----- Information given

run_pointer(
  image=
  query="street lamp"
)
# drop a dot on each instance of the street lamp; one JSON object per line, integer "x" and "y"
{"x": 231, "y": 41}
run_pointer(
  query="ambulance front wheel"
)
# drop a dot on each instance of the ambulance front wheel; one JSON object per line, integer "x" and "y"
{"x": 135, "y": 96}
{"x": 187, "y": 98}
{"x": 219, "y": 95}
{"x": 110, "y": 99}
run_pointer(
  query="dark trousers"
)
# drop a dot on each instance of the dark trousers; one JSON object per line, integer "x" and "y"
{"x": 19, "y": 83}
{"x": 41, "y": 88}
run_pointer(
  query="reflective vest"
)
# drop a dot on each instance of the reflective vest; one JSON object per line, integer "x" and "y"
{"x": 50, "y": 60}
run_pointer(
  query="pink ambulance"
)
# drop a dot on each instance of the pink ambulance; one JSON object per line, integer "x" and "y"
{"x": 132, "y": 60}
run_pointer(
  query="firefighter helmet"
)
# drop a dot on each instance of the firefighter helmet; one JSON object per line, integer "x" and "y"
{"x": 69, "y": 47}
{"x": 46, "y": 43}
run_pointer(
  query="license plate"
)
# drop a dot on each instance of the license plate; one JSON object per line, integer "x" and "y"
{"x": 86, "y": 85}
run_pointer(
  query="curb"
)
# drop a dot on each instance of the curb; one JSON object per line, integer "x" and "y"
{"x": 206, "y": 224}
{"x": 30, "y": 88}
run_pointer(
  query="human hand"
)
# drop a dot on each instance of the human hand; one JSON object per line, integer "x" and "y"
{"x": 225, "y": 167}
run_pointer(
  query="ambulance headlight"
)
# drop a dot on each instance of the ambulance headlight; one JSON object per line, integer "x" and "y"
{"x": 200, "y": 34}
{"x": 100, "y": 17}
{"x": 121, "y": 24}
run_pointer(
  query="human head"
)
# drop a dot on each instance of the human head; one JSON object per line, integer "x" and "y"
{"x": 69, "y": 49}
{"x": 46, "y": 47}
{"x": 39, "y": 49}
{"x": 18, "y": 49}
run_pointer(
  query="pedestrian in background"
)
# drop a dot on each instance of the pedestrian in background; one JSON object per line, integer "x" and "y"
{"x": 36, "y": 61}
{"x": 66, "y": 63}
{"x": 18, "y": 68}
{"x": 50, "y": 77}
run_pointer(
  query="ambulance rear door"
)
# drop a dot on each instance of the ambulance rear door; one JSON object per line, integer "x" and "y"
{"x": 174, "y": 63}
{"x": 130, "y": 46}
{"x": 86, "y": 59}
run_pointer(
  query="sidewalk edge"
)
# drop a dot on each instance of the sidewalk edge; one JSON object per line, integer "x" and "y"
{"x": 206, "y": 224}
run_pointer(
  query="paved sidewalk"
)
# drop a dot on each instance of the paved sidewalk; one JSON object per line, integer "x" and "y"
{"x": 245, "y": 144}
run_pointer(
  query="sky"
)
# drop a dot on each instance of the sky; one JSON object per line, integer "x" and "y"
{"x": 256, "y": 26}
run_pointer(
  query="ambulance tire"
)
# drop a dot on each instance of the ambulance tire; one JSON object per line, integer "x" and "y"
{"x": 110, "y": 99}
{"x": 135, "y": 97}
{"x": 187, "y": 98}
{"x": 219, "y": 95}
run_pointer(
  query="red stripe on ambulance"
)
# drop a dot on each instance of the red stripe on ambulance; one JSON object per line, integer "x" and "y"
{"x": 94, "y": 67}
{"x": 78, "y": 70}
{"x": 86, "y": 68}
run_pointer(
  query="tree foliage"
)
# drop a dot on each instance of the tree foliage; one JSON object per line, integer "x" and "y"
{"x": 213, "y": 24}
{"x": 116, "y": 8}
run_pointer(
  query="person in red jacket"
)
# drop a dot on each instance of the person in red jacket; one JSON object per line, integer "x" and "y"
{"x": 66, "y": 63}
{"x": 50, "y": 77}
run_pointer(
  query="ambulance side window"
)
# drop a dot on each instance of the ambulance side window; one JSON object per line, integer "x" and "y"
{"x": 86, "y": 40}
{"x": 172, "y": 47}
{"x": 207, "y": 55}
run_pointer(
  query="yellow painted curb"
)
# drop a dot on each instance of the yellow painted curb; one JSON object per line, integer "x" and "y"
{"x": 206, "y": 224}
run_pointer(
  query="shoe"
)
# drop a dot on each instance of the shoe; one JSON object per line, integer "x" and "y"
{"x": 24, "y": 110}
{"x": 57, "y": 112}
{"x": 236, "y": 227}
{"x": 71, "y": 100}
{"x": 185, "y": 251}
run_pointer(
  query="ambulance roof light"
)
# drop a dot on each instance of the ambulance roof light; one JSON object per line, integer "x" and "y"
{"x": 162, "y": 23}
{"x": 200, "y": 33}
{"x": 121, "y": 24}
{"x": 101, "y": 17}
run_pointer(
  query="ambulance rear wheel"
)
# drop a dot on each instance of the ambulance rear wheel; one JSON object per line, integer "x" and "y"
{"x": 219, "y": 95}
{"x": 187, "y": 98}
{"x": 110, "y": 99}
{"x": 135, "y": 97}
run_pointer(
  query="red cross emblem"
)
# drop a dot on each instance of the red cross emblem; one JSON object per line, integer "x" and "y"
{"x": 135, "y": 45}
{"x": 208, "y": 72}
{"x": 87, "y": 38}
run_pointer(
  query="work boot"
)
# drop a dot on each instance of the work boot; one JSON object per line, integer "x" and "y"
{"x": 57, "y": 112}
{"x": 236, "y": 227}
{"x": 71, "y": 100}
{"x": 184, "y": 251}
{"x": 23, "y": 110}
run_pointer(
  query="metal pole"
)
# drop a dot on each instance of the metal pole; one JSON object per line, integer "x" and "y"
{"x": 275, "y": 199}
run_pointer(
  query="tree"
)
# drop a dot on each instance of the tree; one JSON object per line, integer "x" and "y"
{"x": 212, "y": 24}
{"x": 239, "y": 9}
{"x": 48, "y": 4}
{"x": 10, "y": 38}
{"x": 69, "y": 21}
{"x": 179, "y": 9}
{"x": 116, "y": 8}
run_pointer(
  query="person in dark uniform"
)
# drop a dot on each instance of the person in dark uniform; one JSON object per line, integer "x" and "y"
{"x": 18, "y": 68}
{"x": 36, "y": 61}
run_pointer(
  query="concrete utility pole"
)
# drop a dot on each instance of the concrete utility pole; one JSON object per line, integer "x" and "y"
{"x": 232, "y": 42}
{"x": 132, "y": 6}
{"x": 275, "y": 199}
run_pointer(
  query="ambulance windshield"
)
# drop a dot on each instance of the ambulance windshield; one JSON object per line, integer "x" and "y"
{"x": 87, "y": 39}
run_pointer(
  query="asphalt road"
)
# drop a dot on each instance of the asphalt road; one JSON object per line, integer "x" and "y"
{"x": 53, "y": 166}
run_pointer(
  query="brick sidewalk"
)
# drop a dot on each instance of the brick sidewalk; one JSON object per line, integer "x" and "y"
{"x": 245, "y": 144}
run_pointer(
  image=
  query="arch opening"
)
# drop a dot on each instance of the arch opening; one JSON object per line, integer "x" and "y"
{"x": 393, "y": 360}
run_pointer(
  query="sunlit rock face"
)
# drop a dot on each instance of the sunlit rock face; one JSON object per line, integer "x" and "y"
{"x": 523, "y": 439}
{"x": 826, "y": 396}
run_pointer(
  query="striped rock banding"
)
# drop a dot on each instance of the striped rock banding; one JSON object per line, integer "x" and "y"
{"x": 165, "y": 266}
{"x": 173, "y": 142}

----------

_Prompt:_
Return the listing in full, exactly.

_Exercise answer:_
run_pointer(
  image=
  query="street lamp"
)
# drop a dot on each instance of the street lamp; one JSON object per line, integer "x" and "y"
{"x": 231, "y": 41}
run_pointer(
  query="ambulance front wheel"
)
# drop a dot on each instance of the ambulance front wheel; one JSON object per line, integer "x" and "y"
{"x": 135, "y": 96}
{"x": 187, "y": 98}
{"x": 219, "y": 95}
{"x": 110, "y": 99}
run_pointer(
  query="dark trousers"
)
# drop a dot on each instance of the dark trousers; one JSON object per line, integer "x" and "y"
{"x": 19, "y": 83}
{"x": 41, "y": 88}
run_pointer(
  query="reflective vest"
)
# drop a dot on each instance of the reflective vest; one JSON object per line, integer "x" and "y"
{"x": 50, "y": 60}
run_pointer(
  query="pink ambulance"
)
# drop a dot on each instance of the pink ambulance; one JSON object per line, integer "x" and "y"
{"x": 132, "y": 60}
run_pointer(
  query="firefighter helmet"
)
# drop a dot on each instance of the firefighter helmet; one JSON object per line, integer "x" and "y"
{"x": 69, "y": 47}
{"x": 46, "y": 43}
run_pointer(
  query="license plate"
)
# drop a dot on each instance of the license plate; one JSON object per line, integer "x" and "y"
{"x": 86, "y": 85}
run_pointer(
  query="curb"
)
# drop a dot on each instance of the curb; one JSON object per line, integer "x" and "y"
{"x": 206, "y": 224}
{"x": 30, "y": 88}
run_pointer(
  query="human hand"
)
# drop a dot on each instance of the human hand; one JSON object per line, integer "x" and "y"
{"x": 225, "y": 167}
run_pointer(
  query="ambulance headlight"
)
# drop a dot on each instance of the ambulance headlight; one JSON object per line, integer "x" and "y"
{"x": 200, "y": 34}
{"x": 100, "y": 17}
{"x": 121, "y": 24}
run_pointer(
  query="human head"
)
# drop a dot on each instance of the human head; one JSON object per line, integer "x" and "y"
{"x": 69, "y": 49}
{"x": 46, "y": 47}
{"x": 39, "y": 49}
{"x": 18, "y": 49}
run_pointer(
  query="pedestrian in background"
)
# drop a dot on each instance of the pedestrian in background; one JSON object per line, integer "x" and "y"
{"x": 36, "y": 61}
{"x": 66, "y": 63}
{"x": 18, "y": 68}
{"x": 50, "y": 77}
run_pointer(
  query="ambulance rear door"
)
# drop a dot on each instance of the ambulance rear door; one JSON object per line, integer "x" and "y"
{"x": 174, "y": 63}
{"x": 130, "y": 46}
{"x": 86, "y": 59}
run_pointer(
  query="sidewalk edge"
)
# drop a dot on each instance of the sidewalk edge; one JSON object per line, integer "x" and "y"
{"x": 206, "y": 224}
run_pointer(
  query="paved sidewalk"
)
# drop a dot on each instance of the paved sidewalk; one JSON object per line, integer "x" and "y"
{"x": 245, "y": 144}
run_pointer(
  query="sky"
)
# drop a dot on each instance of the sky; one JSON object per line, integer "x" and "y"
{"x": 256, "y": 26}
run_pointer(
  query="ambulance tire"
)
# drop a dot on each instance of the ambulance tire; one JSON object per line, integer "x" and "y"
{"x": 110, "y": 99}
{"x": 135, "y": 97}
{"x": 187, "y": 98}
{"x": 219, "y": 95}
run_pointer(
  query="red stripe on ambulance"
)
# drop a dot on each instance of the red stripe on ambulance; one JSON object per line, integer "x" and "y"
{"x": 94, "y": 67}
{"x": 78, "y": 70}
{"x": 86, "y": 68}
run_pointer(
  query="tree foliage"
)
# drop a dot on each instance of the tree foliage; one JSON object per line, integer "x" and "y"
{"x": 213, "y": 24}
{"x": 116, "y": 8}
run_pointer(
  query="person in red jacket"
)
# drop a dot on each instance of the person in red jacket; one JSON object per line, integer "x" and "y"
{"x": 66, "y": 63}
{"x": 50, "y": 77}
run_pointer(
  query="ambulance side window"
)
# drop a dot on each instance of the ambulance side window; one JSON object per line, integer "x" and "y"
{"x": 86, "y": 40}
{"x": 172, "y": 47}
{"x": 207, "y": 55}
run_pointer(
  query="yellow painted curb"
)
# drop a dot on each instance of the yellow painted curb; one JSON object per line, integer "x" and "y"
{"x": 206, "y": 224}
run_pointer(
  query="shoe"
)
# drop a dot on each instance of the shoe; one JSON object per line, integer "x" and "y"
{"x": 24, "y": 110}
{"x": 57, "y": 112}
{"x": 236, "y": 227}
{"x": 71, "y": 100}
{"x": 185, "y": 251}
run_pointer(
  query="ambulance roof light"
)
# drop a dot on each instance of the ambulance roof light; one JSON object per line, integer "x" and "y"
{"x": 162, "y": 23}
{"x": 200, "y": 33}
{"x": 121, "y": 24}
{"x": 101, "y": 17}
run_pointer(
  query="ambulance rear wheel"
)
# drop a dot on each instance of the ambulance rear wheel; one JSON object per line, integer "x" and "y"
{"x": 219, "y": 95}
{"x": 187, "y": 98}
{"x": 110, "y": 99}
{"x": 135, "y": 97}
run_pointer(
  query="red cross emblem"
)
# drop a dot on each instance of the red cross emblem; one JSON object per line, integer "x" and "y"
{"x": 135, "y": 45}
{"x": 208, "y": 72}
{"x": 87, "y": 38}
run_pointer(
  query="work boot"
)
# drop a dot on each instance of the work boot; one JSON object per line, integer "x" and "y"
{"x": 57, "y": 112}
{"x": 236, "y": 227}
{"x": 71, "y": 100}
{"x": 184, "y": 251}
{"x": 23, "y": 110}
run_pointer(
  query="metal pole"
)
# drop a dot on each instance of the metal pole; one JSON object per line, integer "x" and "y"
{"x": 275, "y": 199}
run_pointer(
  query="tree"
)
# drop a dot on each instance of the tree; one JSON object per line, integer "x" and "y"
{"x": 212, "y": 24}
{"x": 239, "y": 9}
{"x": 48, "y": 4}
{"x": 10, "y": 38}
{"x": 69, "y": 21}
{"x": 179, "y": 9}
{"x": 116, "y": 8}
run_pointer(
  query="person in dark uniform"
)
# drop a dot on each instance of the person in dark uniform; one JSON object per line, integer "x" and "y"
{"x": 18, "y": 68}
{"x": 36, "y": 61}
run_pointer(
  query="concrete utility pole"
)
# drop a dot on each instance of the concrete utility pole; one JSON object per line, integer "x" and "y"
{"x": 232, "y": 42}
{"x": 132, "y": 6}
{"x": 275, "y": 199}
run_pointer(
  query="ambulance windshield"
)
# drop a dot on each instance of the ambulance windshield; one JSON object per line, integer "x" and "y"
{"x": 87, "y": 39}
run_pointer(
  query="asphalt road"
)
# drop a dot on each instance of the asphalt road; one JSON object per line, integer "x" and "y"
{"x": 53, "y": 166}
run_pointer(
  query="brick sidewalk"
)
# drop a dot on each instance of the brick sidewalk; one JSON object per line, integer "x" and "y"
{"x": 245, "y": 144}
run_pointer(
  image=
  query="arch opening"
)
# drop a dot on each instance of the arch opening; one JSON object per line, integer "x" and "y"
{"x": 393, "y": 360}
run_pointer(
  query="sunlit rock face"
)
# drop a dot on each instance of the sunlit rock face; one JSON object per line, integer "x" and "y"
{"x": 523, "y": 439}
{"x": 826, "y": 396}
run_pointer(
  query="striped rock banding"
)
# drop a dot on each instance of the striped rock banding; one JSON object per line, integer "x" and "y"
{"x": 165, "y": 266}
{"x": 173, "y": 142}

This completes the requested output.